:: OBJECTIVE 1 ::
In the post about stitching a Dartmoor mug, who ran the two-day machine embroidery course the writer took?
:: OBJECTIVE 2 ::
Pick up the post about stitching a Dartmoor mug after its last sentence and keep writing in the same voice.

:: DOCUMENT SEGMENT ::
────────────────

I’ve heard mention in the music world of the difficult third album. In stitching terms this is it! I really like my two previous outcomes, they were my strong ideas. I have several more but which to choose??
I worked through a few ideas in my sketchbook, then had a flick through my assessment one drawings and found my little Dartmoor mug scraffito/back drawing. I like the way that I developed form through shading and wondered if I could achieve this with layers of fabric.
My tissue paper mock up is really effective – so a plan was formed…
I did a two day machine embroidery course with Rosie James and thought that machine stitch would work really well to define the outline of the mug . The course was a while back so I dug out Rosie’s book Drawn to Stitch to recap the basics , and had a practice on some scrap fabric to get my sewing machine settings right.
Playing around with background fabric colour, the layers stand out much more clearly on black than white, and interestingly more definition with the smallest layer on the top than the bottom.

────────────────

Records from a dataset

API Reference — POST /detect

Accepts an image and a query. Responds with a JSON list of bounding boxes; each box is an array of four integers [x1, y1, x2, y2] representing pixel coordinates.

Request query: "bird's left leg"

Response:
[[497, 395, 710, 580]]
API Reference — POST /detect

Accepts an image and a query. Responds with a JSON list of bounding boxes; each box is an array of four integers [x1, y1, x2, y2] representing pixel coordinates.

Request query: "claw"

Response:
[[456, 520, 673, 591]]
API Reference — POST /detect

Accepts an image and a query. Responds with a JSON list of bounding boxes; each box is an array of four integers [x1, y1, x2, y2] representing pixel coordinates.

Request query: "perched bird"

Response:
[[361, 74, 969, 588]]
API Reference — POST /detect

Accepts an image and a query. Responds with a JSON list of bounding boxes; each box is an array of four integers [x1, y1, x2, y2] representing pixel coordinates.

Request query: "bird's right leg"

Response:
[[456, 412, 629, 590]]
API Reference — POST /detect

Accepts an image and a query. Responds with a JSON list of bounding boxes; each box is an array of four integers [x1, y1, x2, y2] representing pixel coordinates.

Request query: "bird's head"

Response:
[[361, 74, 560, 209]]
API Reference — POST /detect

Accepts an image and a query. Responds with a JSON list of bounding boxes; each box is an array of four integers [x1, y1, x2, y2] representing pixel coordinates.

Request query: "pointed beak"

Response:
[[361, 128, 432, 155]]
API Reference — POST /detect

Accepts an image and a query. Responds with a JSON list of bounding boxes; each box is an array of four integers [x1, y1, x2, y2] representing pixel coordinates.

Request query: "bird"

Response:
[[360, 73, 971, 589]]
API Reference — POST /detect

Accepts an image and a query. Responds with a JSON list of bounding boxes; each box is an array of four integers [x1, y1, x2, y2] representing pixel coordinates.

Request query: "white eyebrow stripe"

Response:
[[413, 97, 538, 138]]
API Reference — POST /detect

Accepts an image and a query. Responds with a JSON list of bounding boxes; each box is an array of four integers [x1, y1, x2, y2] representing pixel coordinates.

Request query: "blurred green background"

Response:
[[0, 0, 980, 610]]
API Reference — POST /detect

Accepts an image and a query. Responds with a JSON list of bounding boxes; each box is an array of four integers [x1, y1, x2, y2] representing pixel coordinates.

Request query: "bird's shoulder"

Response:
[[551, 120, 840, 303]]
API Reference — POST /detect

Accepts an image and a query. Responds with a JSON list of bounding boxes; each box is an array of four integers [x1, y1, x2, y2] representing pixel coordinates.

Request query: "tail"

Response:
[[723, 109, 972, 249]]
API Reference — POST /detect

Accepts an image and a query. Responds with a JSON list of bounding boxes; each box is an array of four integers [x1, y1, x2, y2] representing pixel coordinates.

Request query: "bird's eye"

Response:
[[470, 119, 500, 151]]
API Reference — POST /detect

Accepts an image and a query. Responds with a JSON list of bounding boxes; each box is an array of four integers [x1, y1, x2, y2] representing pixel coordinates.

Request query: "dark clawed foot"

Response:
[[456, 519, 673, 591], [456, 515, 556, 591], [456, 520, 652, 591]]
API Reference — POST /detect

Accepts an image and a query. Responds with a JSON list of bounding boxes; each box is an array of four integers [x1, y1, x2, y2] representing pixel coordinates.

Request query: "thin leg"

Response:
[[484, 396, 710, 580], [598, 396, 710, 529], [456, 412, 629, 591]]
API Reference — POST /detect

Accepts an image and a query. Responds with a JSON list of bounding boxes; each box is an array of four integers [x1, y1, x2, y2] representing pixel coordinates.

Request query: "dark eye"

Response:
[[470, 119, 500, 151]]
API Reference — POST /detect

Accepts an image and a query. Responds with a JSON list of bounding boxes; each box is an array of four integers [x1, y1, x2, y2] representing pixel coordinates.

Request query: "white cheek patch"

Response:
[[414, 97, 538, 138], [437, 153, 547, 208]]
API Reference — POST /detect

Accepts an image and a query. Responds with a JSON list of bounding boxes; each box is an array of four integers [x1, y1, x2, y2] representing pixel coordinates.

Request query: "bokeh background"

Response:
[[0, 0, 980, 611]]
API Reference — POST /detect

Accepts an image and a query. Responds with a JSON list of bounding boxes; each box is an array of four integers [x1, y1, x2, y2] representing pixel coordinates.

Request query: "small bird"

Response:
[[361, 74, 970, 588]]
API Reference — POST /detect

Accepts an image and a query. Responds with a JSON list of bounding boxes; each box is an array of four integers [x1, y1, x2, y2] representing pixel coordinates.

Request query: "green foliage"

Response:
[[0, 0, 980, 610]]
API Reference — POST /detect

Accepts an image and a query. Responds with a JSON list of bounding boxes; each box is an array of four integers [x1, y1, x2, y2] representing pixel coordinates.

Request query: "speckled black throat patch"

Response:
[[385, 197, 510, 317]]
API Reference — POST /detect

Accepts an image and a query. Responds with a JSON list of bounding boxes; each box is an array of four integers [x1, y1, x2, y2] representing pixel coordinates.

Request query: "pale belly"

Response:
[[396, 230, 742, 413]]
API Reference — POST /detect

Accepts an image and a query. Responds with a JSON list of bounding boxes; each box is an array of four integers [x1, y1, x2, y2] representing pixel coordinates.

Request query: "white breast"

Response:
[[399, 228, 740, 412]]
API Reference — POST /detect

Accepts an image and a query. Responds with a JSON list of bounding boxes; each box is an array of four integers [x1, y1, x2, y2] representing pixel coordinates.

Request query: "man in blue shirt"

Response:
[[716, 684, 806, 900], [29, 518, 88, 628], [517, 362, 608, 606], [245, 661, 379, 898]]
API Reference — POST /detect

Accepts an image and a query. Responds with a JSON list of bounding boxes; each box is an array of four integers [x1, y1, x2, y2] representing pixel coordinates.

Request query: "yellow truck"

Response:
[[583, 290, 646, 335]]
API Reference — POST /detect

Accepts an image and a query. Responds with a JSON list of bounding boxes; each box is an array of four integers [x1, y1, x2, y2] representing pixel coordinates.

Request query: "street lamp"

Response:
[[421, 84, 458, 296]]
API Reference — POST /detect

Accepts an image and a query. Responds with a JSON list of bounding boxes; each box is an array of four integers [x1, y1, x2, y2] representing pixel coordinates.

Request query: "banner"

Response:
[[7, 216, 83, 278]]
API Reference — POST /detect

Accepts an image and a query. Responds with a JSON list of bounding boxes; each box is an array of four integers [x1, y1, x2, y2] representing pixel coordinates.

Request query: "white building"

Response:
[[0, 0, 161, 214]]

────────────────

:: RIGHT ANSWER 1 ::
Rosie James

:: RIGHT ANSWER 2 ::
To make the ground darker (to stand the mug on rather than have it floating in air), I decided to make the air lighter by adding an extra layer. The plain fabric was to clean so I distressed it in a similar way to some of my paper samples by bashing it between two stones (handily gathered somewhere along the way!).
This was really effective , I also used a scraping technique to make the curved lines that I observed in my print.
I used some tiny bits of glue peeled from that iron on paper for applique, this was to hold the layers in place while stitching, without making a solid lump of glued layers.
Air erasable pen was used to define a couple of the less obvious edges. I do hope it disappears! The first round of stitching seems to have gone quite well! Yay!
Coming back to the piece after a good sleep I decided a bit more trimming would show graduations more clearly, I also observed the black stitching on the black base layer looks rather lovely.
I did some experimenting on some spare fabric and discovered four tones;
white bobbin and white thread is lightest
black bobbin and white thread gives tiny dots of black
white bobbin and black thread gives broken black lines
black bobbin and black thread is darkest.
Also direction of stitching reflects light in different ways.
I used this to start to give form to the mug, I especially like the subtle marks of white thread with black bobbin, this gave lovely subtle shading around the waist of the mug. ( still loving the reverse)
I machine stitched a thick thread on the shadow side , where the decorative line had disappeared and started to try to develop some texture in the back ground – the thick thread was successful, the background I’m not so sure about…
French knots were perfect to complete the mug, I’m really pleased with the form and texture.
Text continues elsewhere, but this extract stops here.